(Task description)
Please give the listing again, word for word, with nothing left out.
-- START OF Material for this exercise --
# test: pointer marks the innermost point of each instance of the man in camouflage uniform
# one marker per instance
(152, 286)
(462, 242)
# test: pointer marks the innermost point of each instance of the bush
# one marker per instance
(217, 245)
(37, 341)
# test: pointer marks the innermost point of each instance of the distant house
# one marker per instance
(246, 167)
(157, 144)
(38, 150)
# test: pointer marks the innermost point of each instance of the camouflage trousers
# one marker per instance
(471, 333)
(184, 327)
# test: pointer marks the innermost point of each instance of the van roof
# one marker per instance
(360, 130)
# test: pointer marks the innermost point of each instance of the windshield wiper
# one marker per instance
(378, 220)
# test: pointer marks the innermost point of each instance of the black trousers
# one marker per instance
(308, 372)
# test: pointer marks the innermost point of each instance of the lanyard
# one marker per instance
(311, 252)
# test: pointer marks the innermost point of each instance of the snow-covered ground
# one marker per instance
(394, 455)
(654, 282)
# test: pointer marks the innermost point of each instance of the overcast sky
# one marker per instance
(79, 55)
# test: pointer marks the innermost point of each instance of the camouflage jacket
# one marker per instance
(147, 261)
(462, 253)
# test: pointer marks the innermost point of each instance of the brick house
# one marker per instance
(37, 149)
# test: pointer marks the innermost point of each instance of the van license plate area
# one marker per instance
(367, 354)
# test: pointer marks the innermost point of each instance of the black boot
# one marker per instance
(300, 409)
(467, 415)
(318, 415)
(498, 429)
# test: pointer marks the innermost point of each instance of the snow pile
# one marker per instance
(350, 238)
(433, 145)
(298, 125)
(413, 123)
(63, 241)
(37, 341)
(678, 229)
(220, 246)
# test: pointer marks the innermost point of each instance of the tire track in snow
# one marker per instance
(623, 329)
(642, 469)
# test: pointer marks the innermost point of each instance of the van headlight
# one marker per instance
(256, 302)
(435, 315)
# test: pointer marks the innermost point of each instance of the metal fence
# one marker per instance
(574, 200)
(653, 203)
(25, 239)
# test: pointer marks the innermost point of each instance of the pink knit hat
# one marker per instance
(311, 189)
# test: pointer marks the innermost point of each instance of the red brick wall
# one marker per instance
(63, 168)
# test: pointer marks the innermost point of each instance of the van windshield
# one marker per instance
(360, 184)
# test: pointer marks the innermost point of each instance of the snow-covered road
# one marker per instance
-- END OF Material for this exercise --
(Answer below)
# test: pointer marks the innermost point of each instance of the man in camouflage uniform
# one marker per instance
(152, 286)
(462, 242)
# test: pointer marks the innermost point of each instance of the bush
# one marker per instance
(217, 245)
(37, 341)
# test: pointer marks the innermost point of each instance of the distant house
# one marker per instance
(246, 167)
(157, 144)
(38, 150)
# test: pointer marks the innermost point of each instance of the camouflage trousers
# one marker per instance
(471, 333)
(184, 327)
# test: pointer marks the innermost point of each instance of the van roof
# one marker per instance
(360, 130)
# test: pointer marks the innermost point of each instance of the windshield wiper
# one marker per instance
(378, 220)
# test: pointer marks the innermost point of each instance of the black trousers
# one marker per instance
(308, 372)
# test: pointer marks the innermost point of each instance of the lanyard
# one marker per instance
(311, 252)
# test: pointer marks the innermost point of each instance of the snow-covered ground
# one marker per instance
(394, 455)
(654, 282)
# test: pointer marks the innermost point of each instance of the overcast sky
# one marker per instance
(79, 55)
# test: pointer marks the innermost point of each instance of the camouflage jacket
# one marker per instance
(147, 261)
(462, 253)
# test: pointer marks the innermost point of each instance of the brick house
# one marker per instance
(37, 149)
# test: pointer marks the innermost point of each instance of the van license plate area
# one marker per instance
(367, 354)
# test: pointer marks the innermost point of each instance of the black boot
# one marker per instance
(300, 409)
(467, 415)
(318, 415)
(498, 429)
# test: pointer marks the innermost point of each instance of the snow pile
# one marker per instance
(350, 238)
(433, 145)
(298, 125)
(413, 123)
(63, 241)
(37, 341)
(678, 229)
(220, 246)
# test: pointer marks the innermost point of each instance of the tire track in snow
# one marker per instance
(623, 329)
(642, 469)
# test: pointer marks the innermost point of each instance of the van headlight
# one marker per instance
(256, 302)
(435, 315)
# test: pointer marks the innermost point of each instance of the metal fence
# one marker per instance
(574, 200)
(653, 203)
(25, 239)
# test: pointer marks the innermost point of each instance of the pink knit hat
# one marker per instance
(311, 189)
# test: pointer marks the innermost point of each instance of the red brick wall
# one marker per instance
(63, 168)
# test: pointer marks the innermost point of each instance of the van windshield
# one marker per instance
(360, 184)
# test: pointer marks the innermost point of each instance of the snow-covered road
# one marker per instance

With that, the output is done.